[Records excerpted from a collection]
-.-.-
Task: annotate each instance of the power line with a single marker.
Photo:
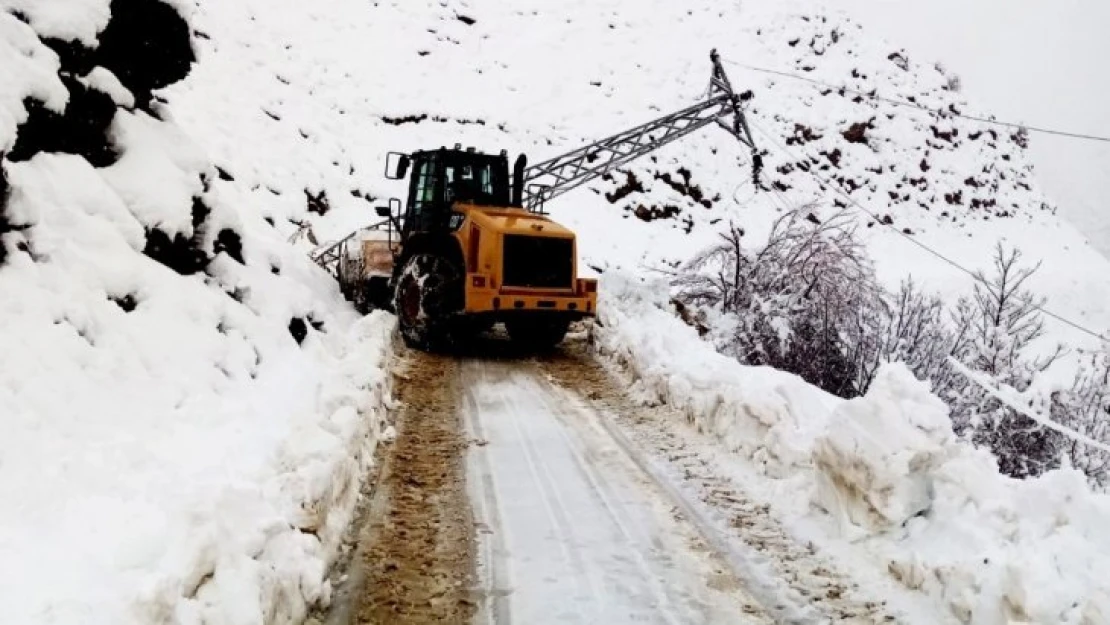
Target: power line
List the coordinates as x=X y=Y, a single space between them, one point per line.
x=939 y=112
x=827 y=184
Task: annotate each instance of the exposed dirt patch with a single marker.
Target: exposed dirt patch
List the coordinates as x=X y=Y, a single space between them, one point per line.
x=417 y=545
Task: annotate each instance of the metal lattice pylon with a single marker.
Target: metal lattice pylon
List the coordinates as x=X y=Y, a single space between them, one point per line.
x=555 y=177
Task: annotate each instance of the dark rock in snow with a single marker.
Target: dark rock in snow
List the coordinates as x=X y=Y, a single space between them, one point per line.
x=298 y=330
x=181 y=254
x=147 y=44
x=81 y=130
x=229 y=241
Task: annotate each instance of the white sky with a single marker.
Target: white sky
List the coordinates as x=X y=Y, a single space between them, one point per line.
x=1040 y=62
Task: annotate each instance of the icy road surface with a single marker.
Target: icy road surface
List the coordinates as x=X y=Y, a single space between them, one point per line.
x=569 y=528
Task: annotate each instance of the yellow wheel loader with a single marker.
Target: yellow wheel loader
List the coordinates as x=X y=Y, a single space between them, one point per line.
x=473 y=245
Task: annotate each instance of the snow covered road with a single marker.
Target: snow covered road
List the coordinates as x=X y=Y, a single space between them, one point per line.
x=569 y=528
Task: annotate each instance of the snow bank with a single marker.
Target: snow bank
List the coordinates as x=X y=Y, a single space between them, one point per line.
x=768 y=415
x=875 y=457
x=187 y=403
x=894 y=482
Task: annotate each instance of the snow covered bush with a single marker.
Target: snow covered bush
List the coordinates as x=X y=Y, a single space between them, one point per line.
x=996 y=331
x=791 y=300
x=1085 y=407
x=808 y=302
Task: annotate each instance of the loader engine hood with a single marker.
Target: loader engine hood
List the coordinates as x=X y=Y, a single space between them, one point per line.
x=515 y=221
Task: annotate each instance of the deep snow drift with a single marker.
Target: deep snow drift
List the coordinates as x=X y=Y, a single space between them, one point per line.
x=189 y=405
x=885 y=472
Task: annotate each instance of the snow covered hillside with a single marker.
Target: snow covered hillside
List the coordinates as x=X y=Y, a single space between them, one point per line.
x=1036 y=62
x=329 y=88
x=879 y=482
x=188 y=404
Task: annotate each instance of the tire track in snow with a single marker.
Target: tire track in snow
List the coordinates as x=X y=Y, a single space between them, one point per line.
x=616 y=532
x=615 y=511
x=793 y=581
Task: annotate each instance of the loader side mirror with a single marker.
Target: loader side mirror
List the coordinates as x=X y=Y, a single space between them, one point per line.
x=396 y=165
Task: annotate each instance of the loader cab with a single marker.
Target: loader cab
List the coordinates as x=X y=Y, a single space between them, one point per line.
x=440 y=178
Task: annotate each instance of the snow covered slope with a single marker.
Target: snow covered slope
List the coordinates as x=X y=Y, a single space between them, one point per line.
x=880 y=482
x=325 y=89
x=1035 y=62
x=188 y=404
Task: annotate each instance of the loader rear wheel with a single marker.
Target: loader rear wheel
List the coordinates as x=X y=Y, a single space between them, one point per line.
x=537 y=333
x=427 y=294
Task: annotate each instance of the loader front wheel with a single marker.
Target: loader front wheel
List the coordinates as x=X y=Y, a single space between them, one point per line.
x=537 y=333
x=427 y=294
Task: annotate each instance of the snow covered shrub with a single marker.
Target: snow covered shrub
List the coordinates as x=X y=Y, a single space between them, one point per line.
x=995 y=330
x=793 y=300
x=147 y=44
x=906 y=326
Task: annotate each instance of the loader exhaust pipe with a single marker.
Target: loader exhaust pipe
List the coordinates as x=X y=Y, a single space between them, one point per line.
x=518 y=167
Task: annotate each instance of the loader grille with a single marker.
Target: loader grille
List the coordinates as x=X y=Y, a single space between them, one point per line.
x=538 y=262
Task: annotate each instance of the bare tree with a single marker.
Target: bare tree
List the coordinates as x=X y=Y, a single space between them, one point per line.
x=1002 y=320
-.-.-
- WORK ITEM:
Could the lines from the first entry through the line that contains "Target: exposed dirt patch" be copied exactly, with all pictures left out?

- OUTPUT BELOW:
Task: annotate each instance of the power line with a single marker.
Photo:
Target: power line
List the coordinates as x=X y=Y, a single space between them, one point per line.
x=939 y=112
x=827 y=184
Task: annotate each instance of the exposed dirt patch with a single marker.
Target: exposed dirt patch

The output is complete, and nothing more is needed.